# [Your goal]
Wherever the word "drum" occurs in the lines below, copy the whole line.

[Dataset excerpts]
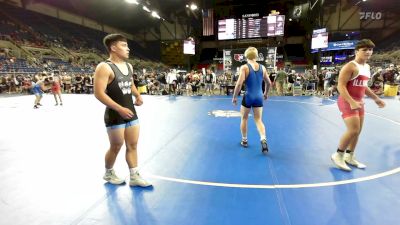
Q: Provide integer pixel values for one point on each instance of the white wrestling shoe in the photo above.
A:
(338, 160)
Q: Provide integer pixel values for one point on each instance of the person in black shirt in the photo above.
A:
(113, 86)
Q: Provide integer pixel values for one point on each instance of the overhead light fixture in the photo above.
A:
(155, 14)
(146, 9)
(193, 6)
(132, 2)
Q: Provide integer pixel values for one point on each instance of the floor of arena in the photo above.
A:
(52, 163)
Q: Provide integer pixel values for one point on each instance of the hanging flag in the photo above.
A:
(208, 22)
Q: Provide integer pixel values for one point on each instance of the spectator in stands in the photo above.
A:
(280, 81)
(209, 79)
(56, 88)
(38, 89)
(171, 80)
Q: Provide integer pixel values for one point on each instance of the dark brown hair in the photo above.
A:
(112, 39)
(365, 43)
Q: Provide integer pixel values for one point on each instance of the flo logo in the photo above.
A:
(225, 113)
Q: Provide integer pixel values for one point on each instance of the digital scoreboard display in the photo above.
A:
(267, 26)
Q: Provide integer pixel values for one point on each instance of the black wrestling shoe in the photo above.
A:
(264, 146)
(244, 143)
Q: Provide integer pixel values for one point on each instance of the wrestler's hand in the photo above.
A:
(125, 113)
(139, 101)
(265, 96)
(380, 103)
(234, 101)
(356, 105)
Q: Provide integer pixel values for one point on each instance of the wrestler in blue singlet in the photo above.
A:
(254, 93)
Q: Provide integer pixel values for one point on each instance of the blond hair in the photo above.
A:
(251, 53)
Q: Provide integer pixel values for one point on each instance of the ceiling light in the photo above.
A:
(155, 14)
(193, 6)
(146, 9)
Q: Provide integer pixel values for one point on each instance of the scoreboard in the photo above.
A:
(267, 26)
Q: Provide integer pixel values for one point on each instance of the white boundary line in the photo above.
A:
(276, 186)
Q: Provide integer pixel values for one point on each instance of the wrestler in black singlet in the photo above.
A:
(120, 91)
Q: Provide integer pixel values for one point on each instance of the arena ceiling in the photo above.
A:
(132, 18)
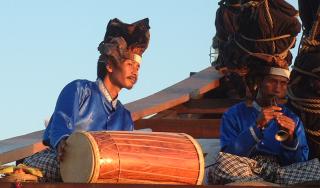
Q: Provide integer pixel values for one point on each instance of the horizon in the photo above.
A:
(45, 45)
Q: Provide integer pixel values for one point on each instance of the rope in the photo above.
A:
(310, 41)
(266, 39)
(252, 4)
(312, 132)
(268, 57)
(307, 73)
(306, 105)
(270, 23)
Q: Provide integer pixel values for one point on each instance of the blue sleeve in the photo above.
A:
(296, 150)
(130, 121)
(235, 140)
(65, 113)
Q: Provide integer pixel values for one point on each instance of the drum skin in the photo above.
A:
(132, 157)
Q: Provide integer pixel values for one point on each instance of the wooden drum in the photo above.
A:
(132, 157)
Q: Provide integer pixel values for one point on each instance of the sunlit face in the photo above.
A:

# [Response to this task]
Q: Provide integer pixel values for one point on each instance of the drum skin in the photo above.
Q: Provide integer pixel values for one point on each instance of the wooden drum in the photo above.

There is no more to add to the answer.